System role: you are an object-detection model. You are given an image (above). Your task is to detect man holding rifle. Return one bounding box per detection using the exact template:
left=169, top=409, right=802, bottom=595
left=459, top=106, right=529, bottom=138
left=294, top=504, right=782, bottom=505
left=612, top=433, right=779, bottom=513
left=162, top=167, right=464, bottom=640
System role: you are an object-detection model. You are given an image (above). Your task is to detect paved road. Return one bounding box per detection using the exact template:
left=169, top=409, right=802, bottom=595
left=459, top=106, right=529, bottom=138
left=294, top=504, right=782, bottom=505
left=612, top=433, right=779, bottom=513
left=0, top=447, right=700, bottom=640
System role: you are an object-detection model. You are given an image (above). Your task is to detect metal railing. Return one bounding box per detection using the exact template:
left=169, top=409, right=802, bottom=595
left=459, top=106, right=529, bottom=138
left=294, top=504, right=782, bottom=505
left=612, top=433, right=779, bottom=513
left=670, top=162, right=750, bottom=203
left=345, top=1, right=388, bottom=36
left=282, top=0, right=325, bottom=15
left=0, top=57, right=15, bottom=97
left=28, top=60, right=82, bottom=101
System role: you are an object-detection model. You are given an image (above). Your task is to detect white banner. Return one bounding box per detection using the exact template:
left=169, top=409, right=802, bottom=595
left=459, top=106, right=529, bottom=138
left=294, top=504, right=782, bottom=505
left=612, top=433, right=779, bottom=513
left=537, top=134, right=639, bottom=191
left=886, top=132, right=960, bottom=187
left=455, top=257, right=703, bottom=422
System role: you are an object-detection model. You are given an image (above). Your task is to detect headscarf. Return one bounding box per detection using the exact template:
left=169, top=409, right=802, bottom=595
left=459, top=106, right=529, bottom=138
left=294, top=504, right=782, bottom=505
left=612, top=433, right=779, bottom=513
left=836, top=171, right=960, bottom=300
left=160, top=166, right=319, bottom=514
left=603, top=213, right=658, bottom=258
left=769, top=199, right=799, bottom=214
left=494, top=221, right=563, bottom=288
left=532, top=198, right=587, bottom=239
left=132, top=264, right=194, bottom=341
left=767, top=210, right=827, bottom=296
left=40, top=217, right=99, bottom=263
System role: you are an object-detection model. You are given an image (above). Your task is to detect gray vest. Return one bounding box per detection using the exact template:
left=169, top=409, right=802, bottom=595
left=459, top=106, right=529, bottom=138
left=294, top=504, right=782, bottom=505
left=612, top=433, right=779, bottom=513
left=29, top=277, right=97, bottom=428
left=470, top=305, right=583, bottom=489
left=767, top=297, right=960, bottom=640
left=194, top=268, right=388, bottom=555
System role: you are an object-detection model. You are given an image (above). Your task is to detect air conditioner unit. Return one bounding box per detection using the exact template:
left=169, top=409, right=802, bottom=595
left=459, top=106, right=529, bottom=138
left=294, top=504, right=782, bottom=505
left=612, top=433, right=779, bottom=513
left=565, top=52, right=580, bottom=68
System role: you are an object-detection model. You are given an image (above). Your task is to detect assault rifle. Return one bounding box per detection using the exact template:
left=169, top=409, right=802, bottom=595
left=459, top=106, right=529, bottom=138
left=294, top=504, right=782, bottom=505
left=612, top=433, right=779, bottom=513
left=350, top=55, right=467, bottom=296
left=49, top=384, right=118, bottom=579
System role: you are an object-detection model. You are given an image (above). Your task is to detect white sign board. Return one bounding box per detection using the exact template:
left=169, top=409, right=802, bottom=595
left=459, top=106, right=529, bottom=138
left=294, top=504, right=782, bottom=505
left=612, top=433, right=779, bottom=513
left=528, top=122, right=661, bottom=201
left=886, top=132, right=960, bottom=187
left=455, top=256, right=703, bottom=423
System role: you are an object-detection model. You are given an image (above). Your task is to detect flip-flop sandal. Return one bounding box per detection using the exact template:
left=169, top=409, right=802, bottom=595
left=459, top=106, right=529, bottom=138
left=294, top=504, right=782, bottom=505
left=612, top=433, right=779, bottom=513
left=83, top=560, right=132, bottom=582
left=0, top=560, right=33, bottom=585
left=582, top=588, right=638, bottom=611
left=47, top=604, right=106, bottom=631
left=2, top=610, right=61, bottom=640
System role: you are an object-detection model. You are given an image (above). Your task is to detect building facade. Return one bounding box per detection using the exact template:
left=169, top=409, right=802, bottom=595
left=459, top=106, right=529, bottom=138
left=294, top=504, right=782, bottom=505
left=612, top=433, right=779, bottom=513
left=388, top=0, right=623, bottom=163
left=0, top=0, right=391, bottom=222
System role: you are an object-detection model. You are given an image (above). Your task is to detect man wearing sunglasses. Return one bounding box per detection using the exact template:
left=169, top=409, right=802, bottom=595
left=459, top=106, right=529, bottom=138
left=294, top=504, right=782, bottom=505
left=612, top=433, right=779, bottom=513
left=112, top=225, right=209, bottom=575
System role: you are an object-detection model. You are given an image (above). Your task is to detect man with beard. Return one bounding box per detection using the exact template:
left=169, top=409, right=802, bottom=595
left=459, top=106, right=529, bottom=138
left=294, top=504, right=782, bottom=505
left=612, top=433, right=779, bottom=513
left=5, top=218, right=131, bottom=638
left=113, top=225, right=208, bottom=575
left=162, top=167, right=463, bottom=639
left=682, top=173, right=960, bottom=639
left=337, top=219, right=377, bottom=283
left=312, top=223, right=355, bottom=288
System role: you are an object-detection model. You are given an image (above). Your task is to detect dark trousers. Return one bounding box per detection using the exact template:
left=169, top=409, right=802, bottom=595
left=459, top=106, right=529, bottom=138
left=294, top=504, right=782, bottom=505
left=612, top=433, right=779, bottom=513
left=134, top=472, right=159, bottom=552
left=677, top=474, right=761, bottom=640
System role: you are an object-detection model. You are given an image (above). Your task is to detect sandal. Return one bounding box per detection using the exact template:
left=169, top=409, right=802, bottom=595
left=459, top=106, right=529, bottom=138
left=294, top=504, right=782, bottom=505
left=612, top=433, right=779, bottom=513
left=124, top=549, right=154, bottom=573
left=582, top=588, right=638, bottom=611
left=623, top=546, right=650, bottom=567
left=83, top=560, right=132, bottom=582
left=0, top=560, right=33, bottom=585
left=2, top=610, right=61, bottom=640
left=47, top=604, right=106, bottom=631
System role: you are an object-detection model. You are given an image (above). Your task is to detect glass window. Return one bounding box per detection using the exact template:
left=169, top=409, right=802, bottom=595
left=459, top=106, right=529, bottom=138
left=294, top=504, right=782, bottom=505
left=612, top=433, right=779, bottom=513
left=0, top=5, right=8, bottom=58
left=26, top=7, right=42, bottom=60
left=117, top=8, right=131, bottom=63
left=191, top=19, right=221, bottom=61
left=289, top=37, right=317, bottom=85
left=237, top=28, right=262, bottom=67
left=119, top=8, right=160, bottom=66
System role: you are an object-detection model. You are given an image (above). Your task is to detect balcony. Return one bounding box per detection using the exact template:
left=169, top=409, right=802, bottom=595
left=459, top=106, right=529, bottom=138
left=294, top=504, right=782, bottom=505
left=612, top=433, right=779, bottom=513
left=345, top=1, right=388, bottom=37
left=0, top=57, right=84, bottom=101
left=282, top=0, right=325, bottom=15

+===+

When you reach this point, go back and write out each record above exactly.

System role: you are an object-detection model. You are given an image (above). Your task is to detect man holding rifle. Return one bounding box per detection using the exact template:
left=169, top=409, right=802, bottom=595
left=459, top=106, right=529, bottom=138
left=294, top=504, right=782, bottom=505
left=612, top=433, right=779, bottom=513
left=162, top=167, right=464, bottom=640
System role: you are an object-detection model. You are given an image (above). Your task is to detect paved road. Return one bounding box per detection using the exact template:
left=169, top=409, right=802, bottom=595
left=459, top=106, right=529, bottom=138
left=294, top=504, right=782, bottom=505
left=612, top=433, right=779, bottom=513
left=0, top=447, right=700, bottom=640
System role: you are an object-detection model. You are given an image (above). Your task is to detect metal railing. Return one bounding box per detection using the exact template:
left=169, top=409, right=802, bottom=595
left=459, top=106, right=529, bottom=138
left=294, top=504, right=782, bottom=505
left=612, top=433, right=779, bottom=513
left=670, top=162, right=750, bottom=203
left=345, top=1, right=388, bottom=36
left=282, top=0, right=325, bottom=15
left=0, top=57, right=15, bottom=97
left=28, top=60, right=82, bottom=101
System role: you are an object-detection model. You are given an image (above). Your task is to detect white banner. Return one bounding box per detection using the exact template:
left=169, top=409, right=802, bottom=595
left=459, top=106, right=529, bottom=138
left=294, top=504, right=782, bottom=505
left=612, top=433, right=779, bottom=513
left=537, top=134, right=639, bottom=191
left=886, top=132, right=960, bottom=187
left=455, top=257, right=703, bottom=422
System role: you are an object-detection model. You are given an image (above). Your task is to detect headscarf. Return one bounding box per detection using the exact template:
left=169, top=409, right=802, bottom=595
left=459, top=106, right=529, bottom=138
left=294, top=504, right=782, bottom=505
left=612, top=433, right=779, bottom=513
left=836, top=171, right=960, bottom=300
left=160, top=166, right=319, bottom=514
left=603, top=213, right=658, bottom=258
left=769, top=199, right=799, bottom=214
left=494, top=221, right=563, bottom=288
left=532, top=198, right=587, bottom=239
left=132, top=264, right=194, bottom=341
left=767, top=210, right=827, bottom=296
left=40, top=217, right=99, bottom=263
System role: you are an object-detection model. You are given an image (above). Your task is to detect gray vest. Return one bounding box per detection using the exact template:
left=169, top=409, right=802, bottom=595
left=459, top=106, right=529, bottom=138
left=294, top=504, right=782, bottom=505
left=612, top=433, right=779, bottom=513
left=29, top=277, right=97, bottom=428
left=470, top=305, right=583, bottom=489
left=767, top=297, right=960, bottom=640
left=194, top=268, right=388, bottom=555
System role: you are an object-detection model. You are given an image (above). Your task is to detect air conditioner unit. Return one bounding box per detection using the exact template:
left=169, top=409, right=802, bottom=595
left=459, top=106, right=529, bottom=138
left=294, top=504, right=782, bottom=505
left=612, top=433, right=779, bottom=513
left=565, top=52, right=580, bottom=68
System role: you are an object-detection model. You are given an image (above). Your task is to detect assault rifle. Return one bounding box per detection using the exact template:
left=169, top=409, right=802, bottom=595
left=459, top=106, right=529, bottom=138
left=294, top=504, right=782, bottom=505
left=612, top=433, right=779, bottom=513
left=350, top=55, right=467, bottom=296
left=49, top=384, right=118, bottom=579
System role: you are an object-detection model. You are given an image (above). Your task is to detect white sign board. Return one bounding box per detection using the exact template:
left=169, top=409, right=802, bottom=595
left=459, top=106, right=529, bottom=138
left=294, top=504, right=782, bottom=505
left=612, top=433, right=779, bottom=513
left=528, top=122, right=661, bottom=201
left=886, top=132, right=960, bottom=187
left=455, top=256, right=703, bottom=423
System role: you are an object-detection model. You are given an image (above). Your task is to detect flip-flop sandal. Return one bounding box per detection using the exact template:
left=169, top=409, right=802, bottom=595
left=459, top=106, right=529, bottom=138
left=294, top=504, right=782, bottom=505
left=612, top=433, right=779, bottom=513
left=83, top=560, right=132, bottom=582
left=0, top=560, right=33, bottom=585
left=582, top=588, right=638, bottom=611
left=47, top=604, right=106, bottom=631
left=2, top=610, right=61, bottom=640
System role: you are an object-detection model. You are given an image (above). Your task is to detect building facade. Return one bounding box per detection using the exact template:
left=169, top=409, right=802, bottom=595
left=459, top=106, right=529, bottom=138
left=294, top=504, right=782, bottom=505
left=612, top=433, right=779, bottom=513
left=388, top=0, right=623, bottom=163
left=0, top=0, right=391, bottom=222
System role: you are an object-detection model. You are given an image (above). Your task is to detect man wearing sunglasses. Return one bounding box per detection using the exact template:
left=169, top=409, right=802, bottom=595
left=459, top=106, right=529, bottom=138
left=294, top=504, right=782, bottom=505
left=612, top=433, right=779, bottom=513
left=112, top=225, right=209, bottom=575
System role: you are an object-detection model. You are given an image (above). Your task is to detect man with beard. Return one bounding box per detection using the exact template:
left=169, top=409, right=802, bottom=595
left=459, top=106, right=529, bottom=138
left=294, top=504, right=782, bottom=505
left=612, top=433, right=779, bottom=513
left=5, top=218, right=131, bottom=638
left=113, top=225, right=208, bottom=575
left=162, top=167, right=463, bottom=639
left=682, top=173, right=960, bottom=639
left=337, top=219, right=377, bottom=283
left=312, top=223, right=355, bottom=288
System role: you are an object-detection model. You are given an image (above). Your task is to detect dark trousers. Return one bounding box per detection using the exact template:
left=169, top=409, right=802, bottom=595
left=459, top=106, right=529, bottom=138
left=294, top=504, right=782, bottom=505
left=612, top=433, right=779, bottom=513
left=134, top=472, right=159, bottom=552
left=677, top=474, right=761, bottom=640
System role: you are an object-detection model. You are given an image (above). Your task is to detect sandal. Return one bounding box per detection using the exact template:
left=169, top=409, right=802, bottom=595
left=459, top=106, right=529, bottom=138
left=294, top=504, right=782, bottom=505
left=612, top=433, right=779, bottom=513
left=124, top=549, right=154, bottom=573
left=582, top=588, right=638, bottom=611
left=623, top=546, right=650, bottom=567
left=83, top=560, right=132, bottom=582
left=0, top=560, right=33, bottom=585
left=2, top=610, right=61, bottom=640
left=47, top=604, right=106, bottom=631
System role: you are an object-detection model. You are given an image (above). Your task is to detect glass window. Return one bounding box per detection using the exact template:
left=169, top=409, right=802, bottom=595
left=459, top=106, right=529, bottom=138
left=294, top=504, right=782, bottom=505
left=612, top=433, right=779, bottom=513
left=0, top=5, right=8, bottom=58
left=26, top=7, right=42, bottom=60
left=117, top=8, right=131, bottom=63
left=191, top=19, right=221, bottom=61
left=289, top=37, right=317, bottom=85
left=237, top=28, right=262, bottom=67
left=119, top=8, right=160, bottom=66
System role: you are an object-detection model. You are given an image (above). Your task is to detect balcony. Return one bounding box per detection using the exact template:
left=169, top=409, right=802, bottom=595
left=459, top=106, right=529, bottom=138
left=294, top=504, right=782, bottom=505
left=612, top=433, right=779, bottom=513
left=345, top=1, right=388, bottom=37
left=0, top=57, right=84, bottom=101
left=282, top=0, right=325, bottom=15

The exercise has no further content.